EXERCISE OBJECTIVE >> Would you transcribe word for word every line from the one containing "The component shall" to the end of the data, both ends included, and leave out the rest?

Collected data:
--- START ---
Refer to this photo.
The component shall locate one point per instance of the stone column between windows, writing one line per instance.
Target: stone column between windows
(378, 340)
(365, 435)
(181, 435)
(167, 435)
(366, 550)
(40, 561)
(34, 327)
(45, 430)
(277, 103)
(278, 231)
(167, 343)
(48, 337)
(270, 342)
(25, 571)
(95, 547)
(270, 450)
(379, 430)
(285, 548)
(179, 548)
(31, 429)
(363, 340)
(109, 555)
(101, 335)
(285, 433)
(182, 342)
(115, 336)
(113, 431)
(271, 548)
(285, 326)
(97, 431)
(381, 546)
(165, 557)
--- END ---
TASK RESPONSE >>
The component shall locate one point per instance of the stone column between windows, writing one line per instance.
Target: stone column between windows
(378, 340)
(365, 435)
(181, 435)
(167, 435)
(366, 550)
(40, 561)
(34, 327)
(45, 430)
(277, 103)
(278, 231)
(167, 343)
(48, 337)
(270, 342)
(25, 571)
(95, 547)
(270, 450)
(379, 430)
(285, 548)
(179, 548)
(31, 429)
(363, 340)
(109, 555)
(101, 335)
(285, 433)
(182, 342)
(115, 336)
(113, 431)
(271, 548)
(285, 326)
(97, 431)
(381, 546)
(165, 557)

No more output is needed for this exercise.